→ PROBLEMS TO SOLVE:
1. Answer these questions about the email thread on Zuul for Gerrit, one answer per line, marked the same way:
(a) How long does the build-only job currently take to run?
(b) What did the cache set up as a GCS bucket reduce the build time from and to?
(c) How many checks will Gerrit changes show once the Zuul checker is added?
2. Duplicate the records word for word, from the line containing "Make sure each instance of the branch" through the end of the records, including both ends.

→ PAGE:
Luca Milanesio <
luca.mi...@gmail.com> writes:
>> On 22 Feb 2021, at 03:22, James E. Blair <
j...@acmegating.com> wrote:
>>
>> Hi,
>>
>> I think we're ready to continue moving forward with Zuul for Gerrit.
>
> +1, looking forward to it :-)
>
>>
>> We've been running Zuul on plugins for a while, and I think that's been
>> going relatively well. This past week I did manage to cause a couple of
>> outages, for which I apologize. In both cases we made improvements to
>> the system that should make it more robust.
>>
>> We do already have a job for Gerrit ready to run. It only runs the
>> build, no tests yet, and it currently takes about 12-14 minutes to run,
>> which seems like a workable starting point to me.
>
> Do you have the pointer for it?
> I believe that enabling caching and RBE execution, that could be
> massively be brought down to a couple of minutes.
Here's an example run of the build-only job:
https://ci.gerritcodereview.com/t/gerrit/build/d0e62ce4190c4b85b1ac2f576af3da63
>> I believe we can
>> improve on that time, but it seems short enough that we could go ahead
>> and start running it in parallel with the current CI system and not
>> inconvenience anyone.
>
> Sure, we should get started ASAP with something working.
>
>>
>> Of that run time, about 6 minutes is setup, and about 6 minutes is the
>> Bazel build. Monty and I have started work on improving the setup time
>> and using a Bazel cache to reduce the build time.
>
> You can just point to the existing cache
> (
https://gerrit-ci.gerritforge.com/cache) and it should work out of
> the box.
Ah okay. I also set up a cache as a bucket in GCS. It reduced the
build time from 6 minutes to 3 minutes in my experiments. Monty's work
may shave off even more time.
I tried running the tests with
"--test_tag_filters=-flaky,-elastic,-git-protocol-v2" (thanks David for
the correction). The test run took 37 minutes on a very large test
node, and a number of tests timed out and/or failed. So it may take
some iteration to work that out.
>> Meanwhile, we should also start running tests. If I'm reading the
>> job definitions correctly, it looks like we're running:
>>
>> --test_tag_filters=-flaky,elastic,git-protocol-v2
>>
>> I propose the following iterative approach:
>>
>> 1) Add a checker to the gerrit repo so that we start running the current
>> build-only job on changes to Gerrit.
>
> We do not currently have a check for “build only” but just “build + test”.
> Can we also add tests to it so that we can reuse the existing check?
We will need a new checker for Zuul, but we'll only need one -- we won't
have separate checkers for build only and build+test. When we add it,
we'll see 5 checks on Gerrit changes instead of 4. If we later turn off
some of the Jenkins checks, we can disable those checkers and they will
no longer appear.

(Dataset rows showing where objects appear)
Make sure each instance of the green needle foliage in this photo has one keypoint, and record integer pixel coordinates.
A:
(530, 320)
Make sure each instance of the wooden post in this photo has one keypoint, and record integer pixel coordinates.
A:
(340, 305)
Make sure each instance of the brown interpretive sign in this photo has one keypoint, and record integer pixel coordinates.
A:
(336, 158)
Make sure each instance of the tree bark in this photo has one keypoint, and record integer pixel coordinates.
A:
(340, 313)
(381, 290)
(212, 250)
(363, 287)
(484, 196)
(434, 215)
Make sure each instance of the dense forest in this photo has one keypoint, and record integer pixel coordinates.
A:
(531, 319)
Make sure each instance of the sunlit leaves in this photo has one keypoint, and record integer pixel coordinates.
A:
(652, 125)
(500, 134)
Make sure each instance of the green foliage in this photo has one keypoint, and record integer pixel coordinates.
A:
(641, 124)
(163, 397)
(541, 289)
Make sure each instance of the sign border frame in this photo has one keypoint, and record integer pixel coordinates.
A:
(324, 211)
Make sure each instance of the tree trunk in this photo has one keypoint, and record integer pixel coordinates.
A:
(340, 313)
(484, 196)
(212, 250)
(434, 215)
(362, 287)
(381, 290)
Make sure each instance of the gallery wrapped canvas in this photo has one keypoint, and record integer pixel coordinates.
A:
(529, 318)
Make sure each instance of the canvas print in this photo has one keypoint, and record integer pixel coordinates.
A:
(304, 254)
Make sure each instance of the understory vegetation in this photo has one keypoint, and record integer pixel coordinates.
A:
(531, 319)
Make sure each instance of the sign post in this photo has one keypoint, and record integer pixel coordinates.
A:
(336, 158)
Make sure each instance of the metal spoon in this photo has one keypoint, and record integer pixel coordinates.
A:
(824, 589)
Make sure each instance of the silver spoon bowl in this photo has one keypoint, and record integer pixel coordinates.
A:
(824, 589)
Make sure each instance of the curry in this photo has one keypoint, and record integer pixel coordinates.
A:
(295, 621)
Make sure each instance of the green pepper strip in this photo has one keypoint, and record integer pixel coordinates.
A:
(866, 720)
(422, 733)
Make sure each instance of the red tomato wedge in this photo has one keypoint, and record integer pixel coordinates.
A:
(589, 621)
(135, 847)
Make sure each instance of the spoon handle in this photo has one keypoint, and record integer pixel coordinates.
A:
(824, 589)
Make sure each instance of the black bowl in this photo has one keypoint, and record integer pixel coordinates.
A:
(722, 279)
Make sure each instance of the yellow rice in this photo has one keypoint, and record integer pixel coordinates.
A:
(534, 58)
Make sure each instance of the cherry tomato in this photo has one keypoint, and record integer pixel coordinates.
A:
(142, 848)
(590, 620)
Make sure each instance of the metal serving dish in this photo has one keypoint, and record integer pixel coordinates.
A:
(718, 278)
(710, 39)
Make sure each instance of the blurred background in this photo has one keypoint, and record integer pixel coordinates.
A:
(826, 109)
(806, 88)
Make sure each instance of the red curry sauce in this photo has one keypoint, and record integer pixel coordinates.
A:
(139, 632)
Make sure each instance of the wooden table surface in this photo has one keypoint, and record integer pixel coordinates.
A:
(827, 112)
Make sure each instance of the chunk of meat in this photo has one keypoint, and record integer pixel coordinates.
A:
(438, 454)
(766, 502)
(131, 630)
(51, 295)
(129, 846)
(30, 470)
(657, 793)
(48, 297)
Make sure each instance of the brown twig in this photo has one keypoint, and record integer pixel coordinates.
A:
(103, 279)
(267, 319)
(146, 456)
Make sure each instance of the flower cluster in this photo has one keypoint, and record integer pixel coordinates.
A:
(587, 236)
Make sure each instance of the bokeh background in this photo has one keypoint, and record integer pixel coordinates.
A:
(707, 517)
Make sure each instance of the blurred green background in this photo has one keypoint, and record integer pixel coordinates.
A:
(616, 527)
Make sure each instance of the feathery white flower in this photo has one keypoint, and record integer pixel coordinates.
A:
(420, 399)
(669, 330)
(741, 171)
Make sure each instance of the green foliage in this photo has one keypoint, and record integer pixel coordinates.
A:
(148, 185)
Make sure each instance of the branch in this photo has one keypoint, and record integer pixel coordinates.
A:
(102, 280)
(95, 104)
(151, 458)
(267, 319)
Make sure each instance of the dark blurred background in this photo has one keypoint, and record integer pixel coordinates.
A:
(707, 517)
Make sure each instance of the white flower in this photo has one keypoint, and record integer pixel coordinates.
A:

→ ANSWERS PROVIDED:
1.
(a) About 12-14 minutes
(b) From 6 minutes to 3 minutes
(c) 5 checks instead of 4

2.
Make sure each instance of the branch in this photo has one keypoint, and record integer pixel coordinates.
A:
(102, 280)
(95, 104)
(151, 458)
(267, 319)
Make sure each instance of the dark blurred background in this photo has one keypoint, and record integer pixel coordinates.
A:
(707, 517)
Make sure each instance of the white flower in this photo has one keypoint, and record integer pixel coordinates.
A:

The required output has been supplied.